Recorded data
☆ ☆ ☆ ☆
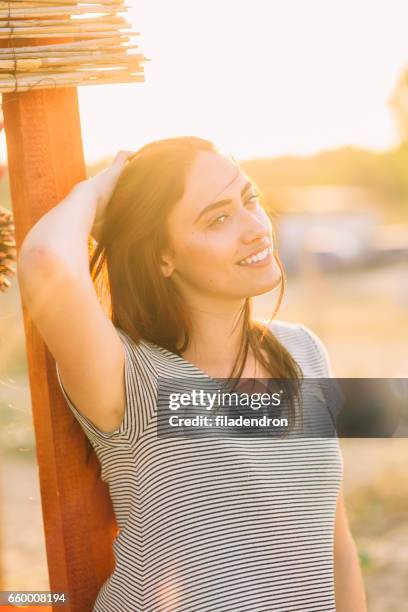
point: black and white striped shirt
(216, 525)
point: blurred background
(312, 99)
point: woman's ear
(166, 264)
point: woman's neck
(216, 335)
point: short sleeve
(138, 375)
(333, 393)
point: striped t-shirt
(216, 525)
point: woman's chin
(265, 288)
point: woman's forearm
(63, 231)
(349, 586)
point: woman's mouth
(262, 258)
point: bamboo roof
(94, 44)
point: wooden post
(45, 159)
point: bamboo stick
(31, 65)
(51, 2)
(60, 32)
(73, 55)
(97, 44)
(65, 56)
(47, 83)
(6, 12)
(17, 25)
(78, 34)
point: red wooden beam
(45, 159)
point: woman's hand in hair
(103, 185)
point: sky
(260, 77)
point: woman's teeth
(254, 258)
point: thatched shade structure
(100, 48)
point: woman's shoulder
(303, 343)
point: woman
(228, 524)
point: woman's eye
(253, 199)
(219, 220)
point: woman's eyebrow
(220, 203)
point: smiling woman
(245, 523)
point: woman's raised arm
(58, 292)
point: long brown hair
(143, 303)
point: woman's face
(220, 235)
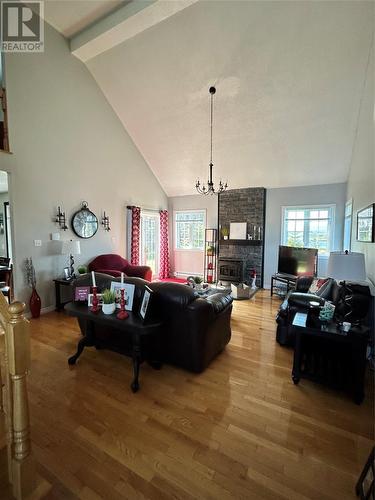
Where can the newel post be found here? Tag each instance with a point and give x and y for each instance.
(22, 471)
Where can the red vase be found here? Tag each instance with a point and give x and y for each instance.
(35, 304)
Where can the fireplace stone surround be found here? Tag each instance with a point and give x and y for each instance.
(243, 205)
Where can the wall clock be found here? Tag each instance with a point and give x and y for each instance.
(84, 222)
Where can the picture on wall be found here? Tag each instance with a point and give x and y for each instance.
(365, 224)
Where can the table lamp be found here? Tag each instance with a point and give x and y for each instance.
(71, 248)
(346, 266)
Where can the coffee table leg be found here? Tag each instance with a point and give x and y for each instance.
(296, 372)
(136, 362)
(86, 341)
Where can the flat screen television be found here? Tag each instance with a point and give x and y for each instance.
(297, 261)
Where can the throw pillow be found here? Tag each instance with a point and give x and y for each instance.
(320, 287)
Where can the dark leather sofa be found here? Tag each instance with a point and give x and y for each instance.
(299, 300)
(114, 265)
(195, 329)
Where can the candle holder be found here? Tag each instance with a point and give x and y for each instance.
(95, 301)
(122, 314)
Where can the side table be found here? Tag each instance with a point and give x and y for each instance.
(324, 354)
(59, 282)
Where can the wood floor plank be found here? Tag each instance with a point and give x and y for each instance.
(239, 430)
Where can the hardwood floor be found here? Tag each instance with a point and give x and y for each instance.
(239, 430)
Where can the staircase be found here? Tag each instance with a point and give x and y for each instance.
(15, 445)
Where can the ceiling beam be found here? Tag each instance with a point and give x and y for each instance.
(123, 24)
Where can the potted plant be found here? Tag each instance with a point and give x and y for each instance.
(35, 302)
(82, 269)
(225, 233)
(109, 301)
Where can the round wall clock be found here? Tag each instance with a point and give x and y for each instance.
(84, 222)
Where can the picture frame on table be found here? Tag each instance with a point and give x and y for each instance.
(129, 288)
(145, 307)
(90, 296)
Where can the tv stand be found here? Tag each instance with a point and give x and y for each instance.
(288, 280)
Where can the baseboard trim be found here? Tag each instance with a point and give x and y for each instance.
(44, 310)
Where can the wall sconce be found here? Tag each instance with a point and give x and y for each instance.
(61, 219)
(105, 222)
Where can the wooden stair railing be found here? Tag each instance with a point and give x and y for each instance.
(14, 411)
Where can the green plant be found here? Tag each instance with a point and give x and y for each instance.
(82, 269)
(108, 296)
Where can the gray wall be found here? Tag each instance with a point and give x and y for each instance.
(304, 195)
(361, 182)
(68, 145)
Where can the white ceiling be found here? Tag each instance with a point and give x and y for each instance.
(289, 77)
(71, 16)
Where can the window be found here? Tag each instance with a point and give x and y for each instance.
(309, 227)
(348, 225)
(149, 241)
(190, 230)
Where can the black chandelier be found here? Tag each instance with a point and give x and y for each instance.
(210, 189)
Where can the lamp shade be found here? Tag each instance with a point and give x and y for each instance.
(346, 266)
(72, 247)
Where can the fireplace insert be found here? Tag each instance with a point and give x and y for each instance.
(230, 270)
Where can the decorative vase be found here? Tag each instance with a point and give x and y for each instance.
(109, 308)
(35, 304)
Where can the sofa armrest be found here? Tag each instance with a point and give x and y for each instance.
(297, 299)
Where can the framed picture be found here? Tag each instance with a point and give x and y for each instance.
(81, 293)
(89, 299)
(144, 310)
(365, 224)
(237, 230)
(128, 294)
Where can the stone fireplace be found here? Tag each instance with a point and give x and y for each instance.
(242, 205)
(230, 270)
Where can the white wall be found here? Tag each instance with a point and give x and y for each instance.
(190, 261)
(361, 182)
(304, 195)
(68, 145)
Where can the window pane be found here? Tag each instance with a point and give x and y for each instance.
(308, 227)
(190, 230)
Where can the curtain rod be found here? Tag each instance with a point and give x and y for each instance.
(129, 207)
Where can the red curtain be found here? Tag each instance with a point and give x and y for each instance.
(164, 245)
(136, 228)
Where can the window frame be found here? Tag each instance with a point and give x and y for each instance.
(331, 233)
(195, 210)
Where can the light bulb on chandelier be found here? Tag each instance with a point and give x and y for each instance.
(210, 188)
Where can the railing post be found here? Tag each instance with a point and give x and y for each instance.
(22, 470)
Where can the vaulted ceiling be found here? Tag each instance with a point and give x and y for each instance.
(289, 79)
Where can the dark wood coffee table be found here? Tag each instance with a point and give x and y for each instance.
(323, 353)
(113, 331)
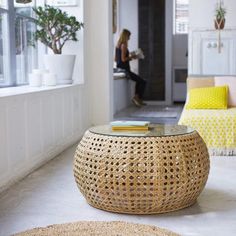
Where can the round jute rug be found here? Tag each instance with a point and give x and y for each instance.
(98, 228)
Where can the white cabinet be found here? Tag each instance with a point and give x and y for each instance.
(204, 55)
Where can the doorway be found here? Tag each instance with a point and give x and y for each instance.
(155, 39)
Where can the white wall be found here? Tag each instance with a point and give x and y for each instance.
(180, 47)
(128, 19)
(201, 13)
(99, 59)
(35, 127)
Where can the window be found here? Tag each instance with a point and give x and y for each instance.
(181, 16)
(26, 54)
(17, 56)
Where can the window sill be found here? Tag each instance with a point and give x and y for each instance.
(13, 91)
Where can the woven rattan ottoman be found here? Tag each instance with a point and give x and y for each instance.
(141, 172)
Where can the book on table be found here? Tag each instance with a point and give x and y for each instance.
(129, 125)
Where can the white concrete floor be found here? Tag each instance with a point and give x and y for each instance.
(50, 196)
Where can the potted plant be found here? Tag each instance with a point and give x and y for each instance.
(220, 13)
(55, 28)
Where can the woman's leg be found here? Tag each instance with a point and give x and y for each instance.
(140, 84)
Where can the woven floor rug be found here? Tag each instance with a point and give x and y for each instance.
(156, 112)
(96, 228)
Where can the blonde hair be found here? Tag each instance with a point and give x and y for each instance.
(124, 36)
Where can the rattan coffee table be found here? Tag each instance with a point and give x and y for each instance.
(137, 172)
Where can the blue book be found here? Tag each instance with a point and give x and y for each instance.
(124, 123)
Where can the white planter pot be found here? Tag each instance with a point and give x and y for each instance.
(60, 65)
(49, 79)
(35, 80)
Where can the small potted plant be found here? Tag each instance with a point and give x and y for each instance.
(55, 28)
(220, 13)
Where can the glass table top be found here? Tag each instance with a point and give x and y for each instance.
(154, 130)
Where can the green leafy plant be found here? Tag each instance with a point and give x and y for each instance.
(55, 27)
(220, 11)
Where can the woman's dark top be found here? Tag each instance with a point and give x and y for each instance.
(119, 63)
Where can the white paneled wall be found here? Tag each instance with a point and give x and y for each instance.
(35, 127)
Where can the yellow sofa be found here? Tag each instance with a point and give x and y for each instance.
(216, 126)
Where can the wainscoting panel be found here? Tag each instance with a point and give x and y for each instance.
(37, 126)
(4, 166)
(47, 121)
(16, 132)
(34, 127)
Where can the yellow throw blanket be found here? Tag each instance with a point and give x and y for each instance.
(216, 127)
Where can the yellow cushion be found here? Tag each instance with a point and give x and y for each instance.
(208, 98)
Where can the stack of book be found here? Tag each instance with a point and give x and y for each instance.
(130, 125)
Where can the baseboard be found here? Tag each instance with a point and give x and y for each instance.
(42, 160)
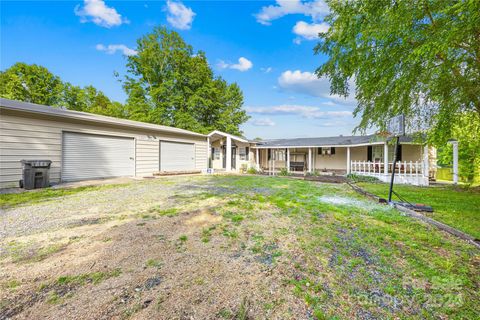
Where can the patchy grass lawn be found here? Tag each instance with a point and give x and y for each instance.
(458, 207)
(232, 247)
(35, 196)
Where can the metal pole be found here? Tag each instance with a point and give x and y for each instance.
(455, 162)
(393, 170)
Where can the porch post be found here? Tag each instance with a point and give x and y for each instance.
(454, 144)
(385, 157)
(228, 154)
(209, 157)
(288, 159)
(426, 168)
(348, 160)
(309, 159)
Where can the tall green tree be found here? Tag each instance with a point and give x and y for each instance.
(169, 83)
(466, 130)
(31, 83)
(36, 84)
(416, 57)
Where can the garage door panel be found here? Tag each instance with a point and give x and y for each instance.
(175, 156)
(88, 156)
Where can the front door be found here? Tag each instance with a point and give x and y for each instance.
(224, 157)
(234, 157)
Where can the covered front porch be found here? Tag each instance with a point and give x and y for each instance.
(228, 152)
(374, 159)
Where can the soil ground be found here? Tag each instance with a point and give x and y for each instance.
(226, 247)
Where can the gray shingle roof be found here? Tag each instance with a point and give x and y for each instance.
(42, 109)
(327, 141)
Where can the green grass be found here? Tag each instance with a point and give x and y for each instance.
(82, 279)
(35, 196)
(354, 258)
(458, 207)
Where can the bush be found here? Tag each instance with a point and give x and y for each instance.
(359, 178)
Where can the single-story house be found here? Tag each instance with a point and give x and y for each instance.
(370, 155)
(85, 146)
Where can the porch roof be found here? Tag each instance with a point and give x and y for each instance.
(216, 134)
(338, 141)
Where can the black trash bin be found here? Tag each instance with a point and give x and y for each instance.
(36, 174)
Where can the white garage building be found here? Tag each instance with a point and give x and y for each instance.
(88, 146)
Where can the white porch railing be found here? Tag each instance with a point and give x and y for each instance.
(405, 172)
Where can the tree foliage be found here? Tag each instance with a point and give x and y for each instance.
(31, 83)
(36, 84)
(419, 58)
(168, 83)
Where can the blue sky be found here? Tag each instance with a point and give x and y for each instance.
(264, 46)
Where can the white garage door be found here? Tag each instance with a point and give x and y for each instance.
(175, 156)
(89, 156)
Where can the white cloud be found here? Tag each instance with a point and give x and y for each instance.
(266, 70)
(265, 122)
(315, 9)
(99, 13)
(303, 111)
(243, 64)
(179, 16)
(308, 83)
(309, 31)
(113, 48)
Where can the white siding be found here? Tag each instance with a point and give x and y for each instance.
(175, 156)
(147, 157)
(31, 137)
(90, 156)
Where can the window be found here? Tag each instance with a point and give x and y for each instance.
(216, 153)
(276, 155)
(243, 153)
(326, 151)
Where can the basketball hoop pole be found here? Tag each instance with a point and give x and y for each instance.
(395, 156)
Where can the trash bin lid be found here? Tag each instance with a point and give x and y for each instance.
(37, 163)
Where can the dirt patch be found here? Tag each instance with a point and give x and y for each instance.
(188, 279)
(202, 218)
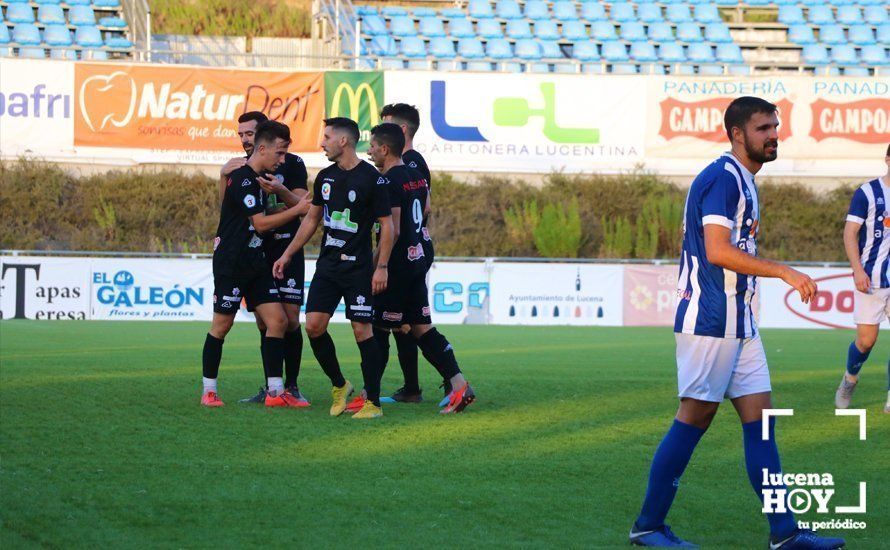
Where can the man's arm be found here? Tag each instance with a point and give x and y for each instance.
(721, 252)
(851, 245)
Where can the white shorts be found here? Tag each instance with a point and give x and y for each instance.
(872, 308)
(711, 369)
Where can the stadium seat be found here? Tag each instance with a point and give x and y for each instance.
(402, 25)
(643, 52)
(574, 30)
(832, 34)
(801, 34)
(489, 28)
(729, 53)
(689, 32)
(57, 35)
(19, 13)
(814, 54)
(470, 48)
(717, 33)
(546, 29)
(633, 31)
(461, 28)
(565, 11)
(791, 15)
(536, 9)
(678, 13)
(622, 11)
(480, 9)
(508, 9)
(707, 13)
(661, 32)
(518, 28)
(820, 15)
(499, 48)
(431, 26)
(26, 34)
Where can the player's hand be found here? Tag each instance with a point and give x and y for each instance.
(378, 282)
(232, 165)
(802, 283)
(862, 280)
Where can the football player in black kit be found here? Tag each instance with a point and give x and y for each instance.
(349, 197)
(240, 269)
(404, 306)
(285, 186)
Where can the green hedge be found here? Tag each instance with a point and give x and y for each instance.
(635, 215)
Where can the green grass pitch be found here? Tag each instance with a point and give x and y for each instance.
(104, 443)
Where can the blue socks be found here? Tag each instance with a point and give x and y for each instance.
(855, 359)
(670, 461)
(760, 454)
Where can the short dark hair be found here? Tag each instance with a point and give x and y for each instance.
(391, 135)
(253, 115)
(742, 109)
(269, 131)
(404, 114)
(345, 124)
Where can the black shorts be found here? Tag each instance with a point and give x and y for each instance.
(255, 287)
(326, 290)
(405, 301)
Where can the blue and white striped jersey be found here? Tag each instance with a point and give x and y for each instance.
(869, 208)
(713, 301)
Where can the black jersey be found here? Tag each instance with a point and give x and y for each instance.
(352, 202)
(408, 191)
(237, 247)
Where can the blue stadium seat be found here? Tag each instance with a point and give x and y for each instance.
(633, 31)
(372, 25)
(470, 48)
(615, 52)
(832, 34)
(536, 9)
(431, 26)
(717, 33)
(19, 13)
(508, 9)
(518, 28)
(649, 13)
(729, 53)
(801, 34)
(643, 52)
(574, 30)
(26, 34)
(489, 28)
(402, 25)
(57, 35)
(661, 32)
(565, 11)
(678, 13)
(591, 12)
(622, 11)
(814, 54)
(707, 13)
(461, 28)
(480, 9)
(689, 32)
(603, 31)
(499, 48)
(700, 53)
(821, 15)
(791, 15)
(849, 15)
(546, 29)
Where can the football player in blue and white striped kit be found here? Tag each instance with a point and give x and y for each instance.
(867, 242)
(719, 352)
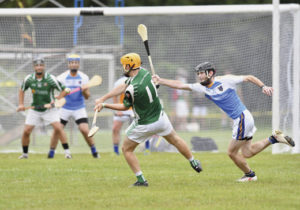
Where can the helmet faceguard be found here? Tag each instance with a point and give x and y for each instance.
☆ ☆ ☆ ☆
■ WHAT YOU ARE ASKED TO DO
Reproduce the rows from the line that contains "Where can the blue stadium" through the final row, both ends included, and omit the pictures.

■ COMPLETE RESPONSE
Where can the blue stadium seat be found here? Tag each instance with a point and give x and y for each instance.
(633, 31)
(372, 25)
(470, 48)
(615, 52)
(832, 34)
(536, 9)
(431, 26)
(717, 33)
(19, 13)
(508, 9)
(518, 28)
(649, 13)
(729, 53)
(801, 34)
(643, 52)
(574, 30)
(26, 34)
(489, 28)
(402, 25)
(57, 35)
(661, 32)
(565, 11)
(678, 13)
(591, 12)
(622, 11)
(814, 54)
(707, 13)
(461, 28)
(480, 9)
(689, 32)
(603, 31)
(499, 48)
(700, 53)
(821, 15)
(791, 15)
(849, 15)
(546, 29)
Where can the football player in blue and white striped kit be found here? Tag each instance with a point and give x and y for each instance.
(867, 242)
(719, 352)
Where can the helmet faceguard be found here? Tag each instance with a point and give x and y for each instance.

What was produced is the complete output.